→ Exercise requirements:
Reproduce all of the material word for word.

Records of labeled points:
════
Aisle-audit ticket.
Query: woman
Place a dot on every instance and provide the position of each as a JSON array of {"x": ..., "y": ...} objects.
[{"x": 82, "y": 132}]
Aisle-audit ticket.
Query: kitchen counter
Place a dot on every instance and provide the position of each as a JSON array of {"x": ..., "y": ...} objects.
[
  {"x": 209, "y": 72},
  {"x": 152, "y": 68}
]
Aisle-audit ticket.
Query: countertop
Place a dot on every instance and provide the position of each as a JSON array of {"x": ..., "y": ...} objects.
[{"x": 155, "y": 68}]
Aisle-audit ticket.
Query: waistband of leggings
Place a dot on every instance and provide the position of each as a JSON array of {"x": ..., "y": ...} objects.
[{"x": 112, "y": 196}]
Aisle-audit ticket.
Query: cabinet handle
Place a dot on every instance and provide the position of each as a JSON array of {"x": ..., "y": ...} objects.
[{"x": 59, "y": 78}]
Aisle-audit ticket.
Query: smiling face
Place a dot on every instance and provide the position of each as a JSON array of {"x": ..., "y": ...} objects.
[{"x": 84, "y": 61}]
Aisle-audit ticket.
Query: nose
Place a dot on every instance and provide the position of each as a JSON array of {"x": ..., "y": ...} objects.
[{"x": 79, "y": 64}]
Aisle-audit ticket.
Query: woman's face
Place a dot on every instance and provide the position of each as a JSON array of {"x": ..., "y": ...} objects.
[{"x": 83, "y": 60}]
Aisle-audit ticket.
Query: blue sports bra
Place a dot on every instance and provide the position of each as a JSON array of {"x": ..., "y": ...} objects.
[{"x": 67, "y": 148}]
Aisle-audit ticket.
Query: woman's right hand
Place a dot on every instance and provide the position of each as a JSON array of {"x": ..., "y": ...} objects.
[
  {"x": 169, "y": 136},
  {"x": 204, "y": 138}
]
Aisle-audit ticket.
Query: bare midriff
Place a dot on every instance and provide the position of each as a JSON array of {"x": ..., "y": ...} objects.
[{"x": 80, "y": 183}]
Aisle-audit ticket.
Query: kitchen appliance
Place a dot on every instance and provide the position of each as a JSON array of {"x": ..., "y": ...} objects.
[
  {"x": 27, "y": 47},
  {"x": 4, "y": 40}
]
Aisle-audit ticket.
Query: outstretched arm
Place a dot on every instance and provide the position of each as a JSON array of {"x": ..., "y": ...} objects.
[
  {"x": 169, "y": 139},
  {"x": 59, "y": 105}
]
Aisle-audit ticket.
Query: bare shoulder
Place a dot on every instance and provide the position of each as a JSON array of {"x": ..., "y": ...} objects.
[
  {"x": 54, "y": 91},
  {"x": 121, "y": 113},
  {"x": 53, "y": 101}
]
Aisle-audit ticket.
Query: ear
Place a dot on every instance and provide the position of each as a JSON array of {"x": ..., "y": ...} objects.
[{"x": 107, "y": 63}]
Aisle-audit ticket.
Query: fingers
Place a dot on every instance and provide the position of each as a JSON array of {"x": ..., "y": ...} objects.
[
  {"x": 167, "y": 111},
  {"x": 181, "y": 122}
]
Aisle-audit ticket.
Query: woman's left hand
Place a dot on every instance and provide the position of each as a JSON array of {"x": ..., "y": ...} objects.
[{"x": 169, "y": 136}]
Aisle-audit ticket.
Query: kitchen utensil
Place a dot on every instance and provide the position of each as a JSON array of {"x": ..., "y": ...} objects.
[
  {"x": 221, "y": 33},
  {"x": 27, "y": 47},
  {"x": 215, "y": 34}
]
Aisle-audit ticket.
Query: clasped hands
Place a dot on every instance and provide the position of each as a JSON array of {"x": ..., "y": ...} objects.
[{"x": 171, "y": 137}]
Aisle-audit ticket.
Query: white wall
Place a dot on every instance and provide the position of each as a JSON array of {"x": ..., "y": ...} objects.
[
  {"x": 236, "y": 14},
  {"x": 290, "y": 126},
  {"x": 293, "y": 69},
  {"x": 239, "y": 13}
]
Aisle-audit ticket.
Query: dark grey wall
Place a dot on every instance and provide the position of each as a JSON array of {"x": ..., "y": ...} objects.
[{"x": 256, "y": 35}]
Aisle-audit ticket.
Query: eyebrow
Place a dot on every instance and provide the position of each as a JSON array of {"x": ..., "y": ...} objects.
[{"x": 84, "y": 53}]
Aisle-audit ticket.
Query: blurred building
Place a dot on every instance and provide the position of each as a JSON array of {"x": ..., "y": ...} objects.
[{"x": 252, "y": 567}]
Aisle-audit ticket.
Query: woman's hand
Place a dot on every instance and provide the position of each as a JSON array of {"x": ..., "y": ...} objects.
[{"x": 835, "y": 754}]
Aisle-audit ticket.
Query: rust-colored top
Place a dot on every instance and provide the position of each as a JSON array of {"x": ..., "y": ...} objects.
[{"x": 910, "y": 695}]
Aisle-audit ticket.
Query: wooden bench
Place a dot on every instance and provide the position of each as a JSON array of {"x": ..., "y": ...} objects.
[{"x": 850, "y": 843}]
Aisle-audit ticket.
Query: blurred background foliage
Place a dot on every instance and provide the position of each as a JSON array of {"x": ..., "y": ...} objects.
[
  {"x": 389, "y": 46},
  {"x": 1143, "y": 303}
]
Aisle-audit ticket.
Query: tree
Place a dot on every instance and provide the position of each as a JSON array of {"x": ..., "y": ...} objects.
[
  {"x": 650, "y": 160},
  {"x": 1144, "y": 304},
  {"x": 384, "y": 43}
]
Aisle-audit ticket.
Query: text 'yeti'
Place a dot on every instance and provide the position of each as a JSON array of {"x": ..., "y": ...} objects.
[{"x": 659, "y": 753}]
════
→ Solution to the exercise:
Aisle-audit ticket.
Query: woman
Place a dot on every instance and provide the position of each as a JSON array of {"x": ..., "y": ...} objects.
[{"x": 82, "y": 132}]
Aisle-audit ticket.
Query: kitchen counter
Place a dot on every instance and provide the position of each as a JSON array of {"x": ..., "y": ...} objects.
[
  {"x": 209, "y": 72},
  {"x": 152, "y": 68}
]
Aisle-audit ticket.
Query: countertop
Place a dot on every instance and provide the position of each as a JSON array of {"x": ..., "y": ...} objects.
[{"x": 155, "y": 68}]
Aisle-audit ticket.
Query: waistband of leggings
Place a dot on every instance and provide the position of each as a JSON array of {"x": ..., "y": ...} objects.
[{"x": 112, "y": 196}]
Aisle-audit ticket.
Query: cabinet handle
Place a dot on every instance and provide the position of each as a JSON array of {"x": ..., "y": ...} objects.
[{"x": 59, "y": 78}]
Aisle-audit ticket.
Query: smiling face
Place a dot on every instance and provide the position of each as a JSON array of {"x": ..., "y": ...} objects.
[{"x": 84, "y": 61}]
Aisle-audit ticket.
Query: nose
Place a dot on every instance and provide the position of each as a JSON array of {"x": ..., "y": ...} objects.
[{"x": 79, "y": 64}]
Aisle-audit ticket.
Query: woman's face
Place a dot on every instance and provide the position of each as a JSON array of {"x": ..., "y": ...} objects.
[{"x": 83, "y": 60}]
Aisle-audit ticket.
Query: blue sports bra
Place a dot on every instance and provide the position of each as a JSON array of {"x": ..., "y": ...} objects.
[{"x": 67, "y": 148}]
Aisle-audit ticket.
Query: woman's right hand
Place a dot on every instance and provide the position of each as a JSON array of {"x": ..., "y": ...} objects.
[
  {"x": 169, "y": 136},
  {"x": 204, "y": 138}
]
Aisle-audit ticket.
Query: bare midriff
Place a dot on every instance and provide the position of each as a JSON array of {"x": ..., "y": ...} objects.
[{"x": 80, "y": 183}]
Aisle-audit ticket.
Query: kitchen appliance
Place a dot on every instance and provide the position of each as a JSON array of {"x": ..., "y": ...} objects.
[
  {"x": 27, "y": 47},
  {"x": 4, "y": 40}
]
Aisle-audit ticket.
Query: outstretched arm
Place a dot on every instance and provide the position of each as a JSON array of {"x": ..., "y": ...} objects.
[
  {"x": 169, "y": 139},
  {"x": 59, "y": 105}
]
Aisle-audit ticket.
Query: bare shoulder
Place a dot on every instance and provide the position of each as a JSON array of {"x": ..., "y": ...} objects.
[
  {"x": 54, "y": 91},
  {"x": 121, "y": 113},
  {"x": 53, "y": 101}
]
Aisle-audit ticket.
Query: ear
Place a dot on every instance and provide the position of each as a JSON array of {"x": ..., "y": ...} objects.
[{"x": 107, "y": 63}]
Aisle-audit ticket.
Query: fingers
Place a dot on every instance and provide the position of each as a JSON array of {"x": ..., "y": ...} objects.
[
  {"x": 167, "y": 111},
  {"x": 181, "y": 122}
]
Aisle-audit ticket.
Query: woman's left hand
Place a dot on every instance and provide the position of each as a JSON array of {"x": ..., "y": ...} objects.
[{"x": 169, "y": 136}]
Aisle-audit ticket.
Query: kitchen utensil
Place a dot on every instance and provide the position of each as a JSON array of {"x": ..., "y": ...} objects.
[
  {"x": 221, "y": 33},
  {"x": 27, "y": 47},
  {"x": 215, "y": 34}
]
Aisle-audit ticket.
Query: clasped hands
Place a dot on every instance and provide the position of each as a JSON array of {"x": ..., "y": ...} objects.
[{"x": 171, "y": 137}]
Aisle-audit ticket.
Query: white wall
Place a dot on every instance and provide the position of each as a JSON array of {"x": ..., "y": ...} objects.
[
  {"x": 236, "y": 14},
  {"x": 290, "y": 126},
  {"x": 293, "y": 69},
  {"x": 239, "y": 13}
]
Aisle-audit ticket.
Query: dark grey wall
Place a dot on every instance and provide the position of each as a JSON array of {"x": ..., "y": ...} objects.
[{"x": 256, "y": 35}]
Aisle-audit ticket.
Query: eyebrow
Place a dot on every instance and provide the position of each as a JSON array of {"x": ..., "y": ...} objects.
[{"x": 84, "y": 53}]
Aisle-audit ticket.
Query: blurred building
Place a dot on every instance and provide the position of each as a JSON array of {"x": ..., "y": ...} objects.
[{"x": 252, "y": 567}]
Aisle-audit ticket.
Query: woman's hand
Place a dot on every instance and provide the position of each as a JSON array of {"x": ..., "y": ...} objects.
[{"x": 835, "y": 754}]
Aisle-audit ticket.
Query: rust-colored top
Place a dot on every instance and provide the position of each as a JSON array of {"x": ..., "y": ...} objects.
[{"x": 910, "y": 695}]
Aisle-audit ticket.
Query: wooden bench
Place a dot on every instance and provide the position of each as a JSON array of {"x": ..., "y": ...} objects.
[{"x": 850, "y": 843}]
Aisle-audit ticket.
Query: blurred background foliage
Place a dot on every instance and provide the position of each as a JSON array of {"x": ..., "y": ...} objects.
[
  {"x": 389, "y": 46},
  {"x": 1143, "y": 303}
]
Aisle-audit ticket.
Query: tree
Place a dot on every instance and provide the position of each as a JSON array of {"x": ..., "y": ...} objects.
[
  {"x": 650, "y": 160},
  {"x": 1144, "y": 304},
  {"x": 384, "y": 43}
]
Aisle-audit ticket.
Query: text 'yeti'
Place a dot on every instance and provide the position of each as a JSON array of {"x": ..., "y": ...} objects.
[{"x": 659, "y": 753}]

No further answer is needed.